● Excerpted data
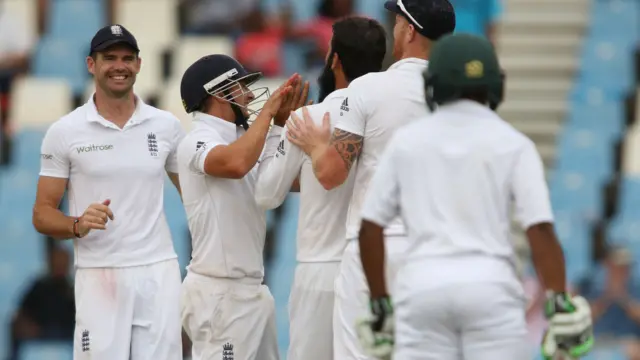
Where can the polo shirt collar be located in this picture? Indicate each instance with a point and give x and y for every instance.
(140, 115)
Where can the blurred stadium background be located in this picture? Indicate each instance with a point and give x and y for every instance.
(573, 70)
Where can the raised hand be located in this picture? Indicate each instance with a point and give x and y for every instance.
(295, 100)
(305, 134)
(273, 104)
(95, 217)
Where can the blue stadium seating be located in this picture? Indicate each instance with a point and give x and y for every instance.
(615, 19)
(605, 118)
(37, 350)
(573, 233)
(76, 19)
(60, 57)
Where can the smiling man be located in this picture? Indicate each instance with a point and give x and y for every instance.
(112, 154)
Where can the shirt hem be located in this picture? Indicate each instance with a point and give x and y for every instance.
(127, 264)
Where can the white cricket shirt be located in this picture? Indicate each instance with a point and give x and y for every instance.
(227, 226)
(375, 106)
(125, 165)
(322, 215)
(452, 176)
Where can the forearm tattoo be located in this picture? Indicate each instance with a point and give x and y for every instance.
(348, 145)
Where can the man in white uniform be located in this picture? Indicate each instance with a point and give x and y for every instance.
(358, 47)
(226, 311)
(452, 177)
(111, 154)
(374, 106)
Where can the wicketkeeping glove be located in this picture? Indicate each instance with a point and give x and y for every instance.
(376, 332)
(570, 329)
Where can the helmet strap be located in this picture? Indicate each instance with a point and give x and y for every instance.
(241, 119)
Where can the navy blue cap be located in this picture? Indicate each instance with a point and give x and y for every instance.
(111, 35)
(431, 18)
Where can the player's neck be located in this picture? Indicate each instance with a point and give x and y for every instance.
(117, 110)
(341, 83)
(418, 52)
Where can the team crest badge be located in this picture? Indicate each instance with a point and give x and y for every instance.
(474, 69)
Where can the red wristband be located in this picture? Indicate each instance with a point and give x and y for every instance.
(75, 228)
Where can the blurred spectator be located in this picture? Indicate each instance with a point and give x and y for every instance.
(44, 7)
(223, 17)
(47, 310)
(479, 17)
(318, 29)
(15, 51)
(614, 296)
(259, 47)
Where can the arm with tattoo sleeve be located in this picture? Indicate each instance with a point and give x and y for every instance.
(333, 165)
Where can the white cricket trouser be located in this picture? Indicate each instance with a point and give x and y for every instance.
(352, 296)
(470, 321)
(311, 311)
(128, 313)
(229, 318)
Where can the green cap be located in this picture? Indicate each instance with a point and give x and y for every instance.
(461, 63)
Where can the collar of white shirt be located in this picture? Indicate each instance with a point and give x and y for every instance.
(465, 106)
(335, 94)
(409, 62)
(142, 113)
(226, 129)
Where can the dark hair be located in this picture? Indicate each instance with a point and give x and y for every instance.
(327, 8)
(361, 45)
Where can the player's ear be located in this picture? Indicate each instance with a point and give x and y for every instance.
(138, 63)
(411, 33)
(335, 62)
(91, 65)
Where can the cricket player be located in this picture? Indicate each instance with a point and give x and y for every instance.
(226, 311)
(111, 155)
(358, 47)
(374, 106)
(452, 177)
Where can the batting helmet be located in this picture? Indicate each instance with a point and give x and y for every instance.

● Task details
The pictures stay out; copy the rest of the data word for word.

● Output
Where can the polo shirt collar be located in this picture? Indicate each instance with a point and give x and y for every instance.
(140, 115)
Where can the blurred stadium background be located in this picture? Indicate each instance with a point and give x and y for every instance.
(573, 70)
Where can the raised hand be located in this picture? Indicate each instance with a point and give x and y for every instance.
(295, 100)
(305, 134)
(273, 104)
(95, 217)
Where can the blue stadium seating be located in this picture? Indicate each instance with a point and give x and y for every instance.
(615, 19)
(605, 118)
(37, 350)
(573, 233)
(76, 19)
(60, 57)
Where can the smiling man be located in this picture? Indicate each instance with a point and give x and y for every instance.
(112, 154)
Where can the shirt hem be located in this picture? Indicate each instance with a point and give x and y for every instance.
(127, 264)
Where can the white cricket shirt be located in this picture? Indicate each instance with a point and give x and y for every instance.
(227, 226)
(375, 106)
(125, 165)
(322, 215)
(452, 176)
Where can the forearm tattoo be located in this picture? Indicate each instance with a point and give x and y for every instance.
(348, 145)
Where can the man in white uniform be located in this picture? Indicate each instance with a point and give x and y for every instance.
(358, 47)
(226, 311)
(452, 177)
(111, 154)
(374, 106)
Where can the wicketkeeping glove be located in this picture? Indicate each instance with a point and give x and y for every instance.
(376, 332)
(570, 329)
Where can the helmet strap be located in this picture? Indicate each instance with a point and give x and y for every instance.
(241, 119)
Where can the navy blue cap be located in this picture? Indicate each instance with a point and give x and y for every instance.
(111, 35)
(431, 18)
Where can the player's neck be located in this picture? Indicate each instance with a point and give x and y for every instance.
(117, 110)
(341, 83)
(418, 52)
Where can the team crest badge be located in this picture? Indicate each instance with a point and give x and y for every instance.
(474, 69)
Where can the red wristband be located in this picture? Indicate each instance with a point and give x and y for every instance.
(75, 228)
Where can the blurred spectator be located in this picture? Indicate each instance with a point and give x and y for every instance.
(44, 7)
(223, 17)
(47, 310)
(479, 17)
(318, 29)
(15, 51)
(614, 296)
(259, 47)
Where can the arm with tattoo sleeve be located in this picture? Indicate each instance with a point and give x and y for every instance.
(333, 165)
Where can the white cricket trouser be located in this picture? Indicate each instance with a point and give x and y for every instance.
(352, 296)
(470, 321)
(311, 311)
(128, 313)
(229, 318)
Where can the green cap be located in this picture? Indicate each instance with a point and give x and y for every instance.
(461, 63)
Where can the collar of white shirt be located in this picture? Indicate each instance with a point and give x and y for every instance.
(465, 106)
(335, 94)
(409, 62)
(142, 113)
(226, 129)
Where can the dark hair be located in this picture? Indicate each instance with a point and give x and y for every instance.
(327, 8)
(361, 45)
Where can the player's ear be located in this picture? Indicate each instance with a point and give x and y for every instance.
(138, 63)
(411, 33)
(335, 62)
(91, 65)
Where can the cricket player be located in this picture? Indicate each instance with a point and give x and y for every instance.
(226, 311)
(111, 155)
(358, 47)
(374, 106)
(452, 177)
Where can the batting helmet be located in this picture? Indicate each instance with a point and give x and y for every instance.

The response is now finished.